— start of Data records —
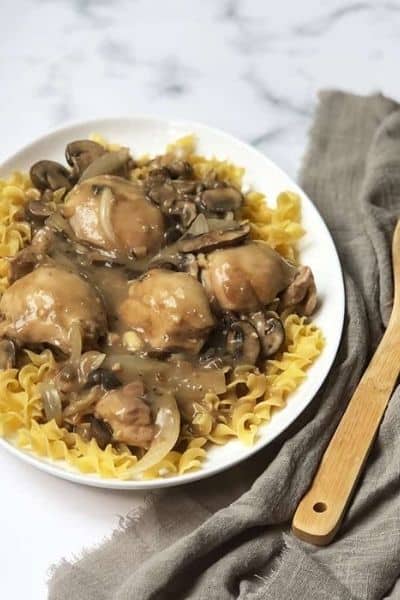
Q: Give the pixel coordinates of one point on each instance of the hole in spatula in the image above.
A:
(320, 507)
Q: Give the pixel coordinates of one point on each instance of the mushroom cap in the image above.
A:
(41, 307)
(136, 225)
(127, 414)
(247, 277)
(169, 310)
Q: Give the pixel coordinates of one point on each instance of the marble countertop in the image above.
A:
(250, 67)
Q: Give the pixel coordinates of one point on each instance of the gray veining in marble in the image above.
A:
(252, 67)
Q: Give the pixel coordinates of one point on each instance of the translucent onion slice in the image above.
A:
(75, 341)
(105, 206)
(187, 382)
(51, 402)
(168, 422)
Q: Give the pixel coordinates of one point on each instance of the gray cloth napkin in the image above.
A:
(228, 536)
— end of Data records —
● The request
Convert every line of the data above into a JSON list of strings, one string per line, skipping blank lines. Leave out the pictures.

● The output
[
  "Q: Give the pixel coordinates of one point on each instance of the hole in spatula in the image above.",
  "A:",
  "(320, 507)",
  "Q: Give the pixel coordinates of one point on each instance of the mushroom cap in the image above.",
  "A:",
  "(41, 307)",
  "(136, 225)",
  "(127, 414)",
  "(247, 277)",
  "(169, 310)",
  "Q: Give the pixel coordinates of one point on each instance of the marble countertop in the image above.",
  "A:",
  "(250, 67)",
  "Q: Give the pixel coordinates of one point on each instance of the gray veining in marble in the image above.",
  "A:",
  "(252, 67)",
  "Q: Give the pixel coordinates of one point on each instance of the translucent onion slice in the image above.",
  "A:",
  "(75, 341)",
  "(105, 206)",
  "(187, 382)",
  "(51, 402)",
  "(168, 422)",
  "Q: Give the pixel coordinates of one point on each instance of the gray cloth napkin in the image above.",
  "A:",
  "(228, 536)"
]